YOUR GOAL: Reproduce every line of the data from the one containing "Return the mask of every instance of the paved" through the end of the data, adding 119 to each x and y coordinate in the answer masks and leaving all other lines unchanged.

◆ ◆ ◆

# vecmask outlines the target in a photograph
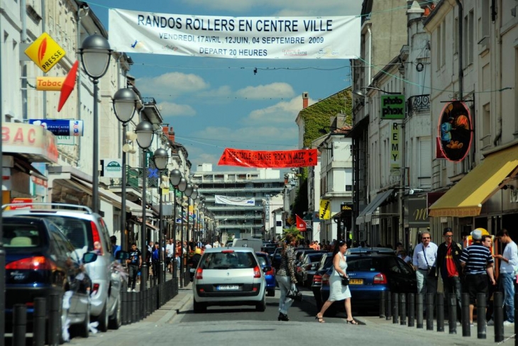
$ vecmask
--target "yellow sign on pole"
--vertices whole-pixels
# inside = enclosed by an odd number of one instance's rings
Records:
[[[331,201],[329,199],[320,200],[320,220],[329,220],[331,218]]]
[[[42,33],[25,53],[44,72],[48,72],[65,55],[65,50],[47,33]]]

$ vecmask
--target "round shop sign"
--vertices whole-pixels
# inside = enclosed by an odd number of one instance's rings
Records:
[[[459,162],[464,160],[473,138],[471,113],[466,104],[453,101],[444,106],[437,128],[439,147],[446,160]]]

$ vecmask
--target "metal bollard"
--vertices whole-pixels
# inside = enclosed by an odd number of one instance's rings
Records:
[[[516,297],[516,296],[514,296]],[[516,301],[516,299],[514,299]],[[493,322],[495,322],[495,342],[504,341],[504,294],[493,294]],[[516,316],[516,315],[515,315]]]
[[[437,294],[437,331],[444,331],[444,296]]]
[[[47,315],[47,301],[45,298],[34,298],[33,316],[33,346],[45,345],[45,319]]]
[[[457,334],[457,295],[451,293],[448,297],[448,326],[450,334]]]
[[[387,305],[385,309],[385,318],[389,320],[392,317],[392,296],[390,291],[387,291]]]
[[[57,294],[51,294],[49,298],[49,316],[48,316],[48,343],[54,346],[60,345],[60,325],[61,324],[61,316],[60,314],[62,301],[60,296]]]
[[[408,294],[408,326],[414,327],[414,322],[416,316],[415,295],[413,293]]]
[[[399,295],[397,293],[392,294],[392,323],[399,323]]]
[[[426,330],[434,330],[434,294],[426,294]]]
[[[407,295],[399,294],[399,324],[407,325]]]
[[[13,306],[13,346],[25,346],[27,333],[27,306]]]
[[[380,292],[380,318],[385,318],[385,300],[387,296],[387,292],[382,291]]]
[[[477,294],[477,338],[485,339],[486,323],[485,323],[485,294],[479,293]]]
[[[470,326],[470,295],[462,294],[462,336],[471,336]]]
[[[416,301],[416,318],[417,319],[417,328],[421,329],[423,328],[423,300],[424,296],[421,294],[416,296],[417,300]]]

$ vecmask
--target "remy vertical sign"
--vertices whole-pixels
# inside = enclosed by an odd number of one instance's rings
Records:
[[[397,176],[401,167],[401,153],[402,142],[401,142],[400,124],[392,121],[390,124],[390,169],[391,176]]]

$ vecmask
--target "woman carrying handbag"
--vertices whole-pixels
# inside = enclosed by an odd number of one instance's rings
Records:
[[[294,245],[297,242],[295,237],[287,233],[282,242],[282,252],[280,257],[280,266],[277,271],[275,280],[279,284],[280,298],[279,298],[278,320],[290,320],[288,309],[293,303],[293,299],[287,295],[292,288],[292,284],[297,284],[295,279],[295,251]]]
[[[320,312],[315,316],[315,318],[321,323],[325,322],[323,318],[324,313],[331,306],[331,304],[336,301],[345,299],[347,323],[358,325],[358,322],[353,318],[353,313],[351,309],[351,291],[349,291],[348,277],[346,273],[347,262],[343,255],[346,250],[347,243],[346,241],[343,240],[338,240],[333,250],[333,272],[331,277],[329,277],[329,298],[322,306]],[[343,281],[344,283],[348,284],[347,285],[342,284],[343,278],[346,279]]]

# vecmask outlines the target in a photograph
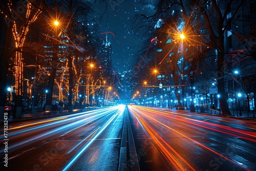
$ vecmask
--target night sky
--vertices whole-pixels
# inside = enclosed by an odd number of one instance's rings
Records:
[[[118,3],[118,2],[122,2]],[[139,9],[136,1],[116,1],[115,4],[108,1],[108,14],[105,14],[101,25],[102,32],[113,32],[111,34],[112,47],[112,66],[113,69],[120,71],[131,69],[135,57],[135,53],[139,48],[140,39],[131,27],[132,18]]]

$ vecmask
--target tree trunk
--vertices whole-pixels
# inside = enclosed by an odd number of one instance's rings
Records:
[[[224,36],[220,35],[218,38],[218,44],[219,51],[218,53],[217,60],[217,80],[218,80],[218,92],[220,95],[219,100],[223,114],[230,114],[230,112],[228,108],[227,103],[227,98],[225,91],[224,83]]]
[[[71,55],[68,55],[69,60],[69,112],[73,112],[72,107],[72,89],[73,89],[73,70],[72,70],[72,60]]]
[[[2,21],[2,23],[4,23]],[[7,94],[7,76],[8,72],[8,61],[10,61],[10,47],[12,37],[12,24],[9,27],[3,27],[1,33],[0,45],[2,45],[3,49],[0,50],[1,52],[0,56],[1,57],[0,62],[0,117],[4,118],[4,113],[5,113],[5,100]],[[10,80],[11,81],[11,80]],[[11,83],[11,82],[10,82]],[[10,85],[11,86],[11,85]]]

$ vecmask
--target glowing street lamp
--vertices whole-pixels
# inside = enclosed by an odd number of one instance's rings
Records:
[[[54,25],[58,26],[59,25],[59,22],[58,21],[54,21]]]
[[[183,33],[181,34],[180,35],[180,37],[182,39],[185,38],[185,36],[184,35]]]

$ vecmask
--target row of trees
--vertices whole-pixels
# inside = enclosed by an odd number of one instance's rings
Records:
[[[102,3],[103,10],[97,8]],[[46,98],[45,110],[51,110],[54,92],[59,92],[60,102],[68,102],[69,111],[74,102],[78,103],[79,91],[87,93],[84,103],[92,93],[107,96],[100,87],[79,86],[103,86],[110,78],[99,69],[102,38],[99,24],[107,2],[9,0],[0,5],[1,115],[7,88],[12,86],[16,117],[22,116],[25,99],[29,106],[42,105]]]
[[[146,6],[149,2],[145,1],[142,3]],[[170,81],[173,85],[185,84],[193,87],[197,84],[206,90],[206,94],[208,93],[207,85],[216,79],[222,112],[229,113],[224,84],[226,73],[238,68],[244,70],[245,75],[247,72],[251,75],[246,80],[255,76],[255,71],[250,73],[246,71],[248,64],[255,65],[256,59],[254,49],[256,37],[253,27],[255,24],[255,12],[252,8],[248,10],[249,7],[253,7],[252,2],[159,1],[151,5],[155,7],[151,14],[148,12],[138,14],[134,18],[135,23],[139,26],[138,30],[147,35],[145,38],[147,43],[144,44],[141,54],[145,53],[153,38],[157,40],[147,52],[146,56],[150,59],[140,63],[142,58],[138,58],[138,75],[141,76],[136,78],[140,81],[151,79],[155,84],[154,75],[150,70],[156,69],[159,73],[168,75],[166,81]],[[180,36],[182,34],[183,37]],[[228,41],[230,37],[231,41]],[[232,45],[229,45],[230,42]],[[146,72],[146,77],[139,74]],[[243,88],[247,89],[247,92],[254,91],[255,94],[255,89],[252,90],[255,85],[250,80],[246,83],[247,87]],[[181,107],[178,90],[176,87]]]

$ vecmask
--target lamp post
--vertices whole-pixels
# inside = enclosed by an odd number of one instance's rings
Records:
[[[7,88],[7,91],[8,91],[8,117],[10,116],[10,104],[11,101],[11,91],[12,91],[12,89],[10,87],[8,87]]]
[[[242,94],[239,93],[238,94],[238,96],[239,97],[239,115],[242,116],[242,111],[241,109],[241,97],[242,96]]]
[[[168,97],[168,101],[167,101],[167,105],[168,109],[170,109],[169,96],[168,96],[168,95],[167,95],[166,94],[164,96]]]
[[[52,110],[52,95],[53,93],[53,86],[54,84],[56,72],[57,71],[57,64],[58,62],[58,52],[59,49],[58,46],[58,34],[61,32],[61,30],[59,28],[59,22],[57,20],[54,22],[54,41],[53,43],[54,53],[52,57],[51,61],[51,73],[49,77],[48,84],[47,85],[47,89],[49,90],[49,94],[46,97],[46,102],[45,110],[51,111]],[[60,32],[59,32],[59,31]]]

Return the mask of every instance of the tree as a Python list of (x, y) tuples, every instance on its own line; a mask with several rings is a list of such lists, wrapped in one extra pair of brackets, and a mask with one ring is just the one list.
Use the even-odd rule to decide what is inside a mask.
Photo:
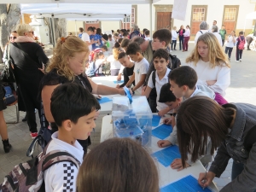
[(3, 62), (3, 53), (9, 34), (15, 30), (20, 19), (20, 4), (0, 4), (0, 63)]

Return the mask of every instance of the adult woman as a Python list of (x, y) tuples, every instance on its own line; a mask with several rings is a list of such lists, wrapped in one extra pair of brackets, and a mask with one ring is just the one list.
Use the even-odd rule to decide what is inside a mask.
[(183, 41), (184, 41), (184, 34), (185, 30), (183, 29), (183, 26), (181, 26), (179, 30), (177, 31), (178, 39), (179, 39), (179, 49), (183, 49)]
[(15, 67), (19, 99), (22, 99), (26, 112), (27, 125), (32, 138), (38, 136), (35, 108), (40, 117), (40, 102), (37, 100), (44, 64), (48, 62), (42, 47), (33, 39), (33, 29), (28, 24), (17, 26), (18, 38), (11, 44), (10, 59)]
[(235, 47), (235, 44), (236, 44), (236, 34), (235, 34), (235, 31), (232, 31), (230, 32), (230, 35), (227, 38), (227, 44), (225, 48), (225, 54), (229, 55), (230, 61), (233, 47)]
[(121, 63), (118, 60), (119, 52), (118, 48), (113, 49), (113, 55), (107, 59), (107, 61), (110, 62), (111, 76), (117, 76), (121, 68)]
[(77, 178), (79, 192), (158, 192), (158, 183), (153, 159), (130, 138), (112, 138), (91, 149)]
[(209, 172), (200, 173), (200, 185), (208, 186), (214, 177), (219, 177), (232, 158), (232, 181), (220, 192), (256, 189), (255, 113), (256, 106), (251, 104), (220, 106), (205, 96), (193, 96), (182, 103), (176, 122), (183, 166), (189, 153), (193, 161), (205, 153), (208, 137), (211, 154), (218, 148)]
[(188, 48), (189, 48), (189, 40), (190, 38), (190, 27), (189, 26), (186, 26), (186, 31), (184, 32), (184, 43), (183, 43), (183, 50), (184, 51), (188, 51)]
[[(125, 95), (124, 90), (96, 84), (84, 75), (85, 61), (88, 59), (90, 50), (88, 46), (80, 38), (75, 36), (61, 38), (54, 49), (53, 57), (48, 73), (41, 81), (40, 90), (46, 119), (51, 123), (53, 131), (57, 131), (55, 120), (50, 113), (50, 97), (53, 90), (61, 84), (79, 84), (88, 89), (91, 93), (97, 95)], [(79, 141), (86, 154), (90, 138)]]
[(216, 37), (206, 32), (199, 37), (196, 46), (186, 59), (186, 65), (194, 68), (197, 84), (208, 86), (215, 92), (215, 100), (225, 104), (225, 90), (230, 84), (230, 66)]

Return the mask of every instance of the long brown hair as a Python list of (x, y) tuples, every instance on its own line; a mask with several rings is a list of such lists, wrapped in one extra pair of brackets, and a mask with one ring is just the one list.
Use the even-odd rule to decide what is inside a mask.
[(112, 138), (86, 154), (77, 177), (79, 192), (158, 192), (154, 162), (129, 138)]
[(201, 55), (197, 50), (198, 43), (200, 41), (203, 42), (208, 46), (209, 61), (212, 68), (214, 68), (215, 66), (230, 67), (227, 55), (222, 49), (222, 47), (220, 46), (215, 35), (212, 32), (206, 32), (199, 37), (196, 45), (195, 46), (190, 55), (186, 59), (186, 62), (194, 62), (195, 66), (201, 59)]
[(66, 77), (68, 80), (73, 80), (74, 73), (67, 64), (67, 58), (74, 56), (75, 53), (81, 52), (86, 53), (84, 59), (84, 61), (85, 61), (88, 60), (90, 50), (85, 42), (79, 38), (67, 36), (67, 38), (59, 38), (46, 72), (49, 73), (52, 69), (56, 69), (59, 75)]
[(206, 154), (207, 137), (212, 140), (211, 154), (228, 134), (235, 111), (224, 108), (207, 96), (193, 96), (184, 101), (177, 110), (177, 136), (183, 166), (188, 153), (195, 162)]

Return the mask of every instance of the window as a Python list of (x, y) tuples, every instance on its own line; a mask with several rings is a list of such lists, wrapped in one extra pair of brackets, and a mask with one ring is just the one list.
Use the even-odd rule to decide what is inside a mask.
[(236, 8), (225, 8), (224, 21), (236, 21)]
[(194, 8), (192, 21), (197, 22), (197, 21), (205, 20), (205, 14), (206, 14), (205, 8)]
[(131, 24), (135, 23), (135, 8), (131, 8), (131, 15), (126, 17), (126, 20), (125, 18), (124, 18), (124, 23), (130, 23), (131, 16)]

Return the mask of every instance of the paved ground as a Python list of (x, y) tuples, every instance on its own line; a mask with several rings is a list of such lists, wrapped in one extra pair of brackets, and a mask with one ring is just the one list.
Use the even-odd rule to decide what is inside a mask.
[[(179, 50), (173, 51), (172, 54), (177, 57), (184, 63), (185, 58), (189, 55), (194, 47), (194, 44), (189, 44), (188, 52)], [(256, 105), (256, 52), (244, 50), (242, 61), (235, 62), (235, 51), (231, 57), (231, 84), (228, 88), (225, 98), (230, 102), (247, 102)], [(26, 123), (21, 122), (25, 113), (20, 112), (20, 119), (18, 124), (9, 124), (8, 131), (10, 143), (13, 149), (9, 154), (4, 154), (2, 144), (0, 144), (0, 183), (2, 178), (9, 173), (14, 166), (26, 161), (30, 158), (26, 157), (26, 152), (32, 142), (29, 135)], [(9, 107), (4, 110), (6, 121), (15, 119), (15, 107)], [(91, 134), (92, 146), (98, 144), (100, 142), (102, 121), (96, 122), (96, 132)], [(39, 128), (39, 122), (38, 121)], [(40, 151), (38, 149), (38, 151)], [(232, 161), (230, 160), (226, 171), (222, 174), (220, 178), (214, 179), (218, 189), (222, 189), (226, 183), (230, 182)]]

◆ ◆ ◆

REPLY TO THE EXERCISE:
Return the mask of every instance of the paved ground as a Python list of (x, y) tuples, every instance on its own line; a mask with several rings is a list of such lists, wrapped in one extra pair of brackets, and a mask with one ring is just the one list.
Use the even-odd rule to decide what is inside a mask.
[[(298, 169), (292, 170), (291, 173), (296, 176), (303, 182), (304, 177), (308, 174), (313, 166), (313, 163), (308, 163), (307, 171)], [(375, 224), (375, 171), (363, 169), (361, 180), (354, 181), (354, 170), (350, 176), (350, 203), (347, 207), (344, 217), (349, 221), (366, 221)], [(145, 242), (140, 241), (144, 232), (139, 231), (139, 238), (137, 243), (128, 243), (127, 250), (129, 262), (132, 268), (128, 273), (123, 273), (121, 263), (119, 263), (119, 302), (121, 297), (128, 292), (133, 285), (145, 280), (149, 277), (145, 276), (145, 271), (151, 261), (148, 254)], [(128, 226), (123, 229), (125, 240), (134, 238), (134, 226)], [(210, 253), (211, 265), (217, 263), (219, 261), (221, 240), (215, 241), (215, 251)], [(158, 247), (158, 241), (157, 240)], [(159, 270), (157, 268), (157, 270)], [(351, 280), (349, 279), (345, 290), (341, 293), (339, 297), (333, 298), (337, 308), (341, 308), (345, 302), (349, 301)]]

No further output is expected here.